>> start Supplied entries

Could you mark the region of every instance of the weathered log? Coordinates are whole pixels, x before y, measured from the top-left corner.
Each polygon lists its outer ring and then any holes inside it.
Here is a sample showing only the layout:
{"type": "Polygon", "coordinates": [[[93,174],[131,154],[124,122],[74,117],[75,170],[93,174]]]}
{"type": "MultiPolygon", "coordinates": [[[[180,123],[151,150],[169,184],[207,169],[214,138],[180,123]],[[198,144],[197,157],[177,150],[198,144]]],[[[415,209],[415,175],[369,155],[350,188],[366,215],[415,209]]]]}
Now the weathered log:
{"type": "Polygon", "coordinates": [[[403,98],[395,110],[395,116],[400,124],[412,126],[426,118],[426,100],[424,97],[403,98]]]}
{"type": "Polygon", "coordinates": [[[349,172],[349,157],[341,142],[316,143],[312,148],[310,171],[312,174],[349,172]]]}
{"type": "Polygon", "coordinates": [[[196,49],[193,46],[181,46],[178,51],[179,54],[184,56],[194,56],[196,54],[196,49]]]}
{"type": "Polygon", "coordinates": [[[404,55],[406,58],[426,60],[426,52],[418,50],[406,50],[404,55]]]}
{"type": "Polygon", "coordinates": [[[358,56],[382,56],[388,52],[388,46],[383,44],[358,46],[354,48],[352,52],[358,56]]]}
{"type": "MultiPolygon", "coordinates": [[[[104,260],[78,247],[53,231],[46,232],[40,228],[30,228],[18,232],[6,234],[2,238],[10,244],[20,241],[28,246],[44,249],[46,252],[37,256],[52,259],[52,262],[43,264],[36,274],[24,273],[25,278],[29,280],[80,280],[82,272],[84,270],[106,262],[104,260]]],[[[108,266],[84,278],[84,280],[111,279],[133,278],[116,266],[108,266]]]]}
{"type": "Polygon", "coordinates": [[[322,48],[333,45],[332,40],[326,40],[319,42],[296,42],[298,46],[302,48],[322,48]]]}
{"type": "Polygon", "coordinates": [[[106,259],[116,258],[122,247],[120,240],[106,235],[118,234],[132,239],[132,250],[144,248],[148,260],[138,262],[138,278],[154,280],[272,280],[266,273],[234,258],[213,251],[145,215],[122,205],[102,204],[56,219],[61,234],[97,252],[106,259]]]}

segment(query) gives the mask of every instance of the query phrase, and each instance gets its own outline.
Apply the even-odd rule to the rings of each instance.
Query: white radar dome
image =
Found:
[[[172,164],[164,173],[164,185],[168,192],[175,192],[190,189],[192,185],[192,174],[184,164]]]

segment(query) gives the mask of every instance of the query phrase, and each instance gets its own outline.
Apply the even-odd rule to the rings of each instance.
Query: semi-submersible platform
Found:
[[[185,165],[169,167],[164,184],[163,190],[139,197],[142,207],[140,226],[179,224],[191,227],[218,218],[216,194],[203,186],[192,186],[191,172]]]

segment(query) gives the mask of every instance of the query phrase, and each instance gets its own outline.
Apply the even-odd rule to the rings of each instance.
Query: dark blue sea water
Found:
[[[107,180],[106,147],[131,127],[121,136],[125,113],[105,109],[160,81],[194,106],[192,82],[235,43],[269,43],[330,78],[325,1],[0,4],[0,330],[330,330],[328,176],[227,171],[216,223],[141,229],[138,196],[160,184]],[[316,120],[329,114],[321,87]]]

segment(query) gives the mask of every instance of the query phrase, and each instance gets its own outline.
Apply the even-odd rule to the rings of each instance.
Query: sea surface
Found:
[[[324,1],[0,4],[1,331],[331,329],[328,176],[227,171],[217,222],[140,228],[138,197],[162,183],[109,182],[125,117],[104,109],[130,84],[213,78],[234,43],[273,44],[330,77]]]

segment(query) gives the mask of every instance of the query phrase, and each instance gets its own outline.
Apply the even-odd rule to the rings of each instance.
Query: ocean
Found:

>> end Supplied entries

Aim of the exercise:
Set down, word for word, everything from the first line of the listing down to the line containing "Here is a sample", including both of those lines.

The completed task:
Could you mark the region of every instance of the weathered log? Coordinates are whole pixels, x before y, measured from the top-left corner.
Each polygon lists its outer ring and then any holes inside it.
Here is a sample showing only the layout:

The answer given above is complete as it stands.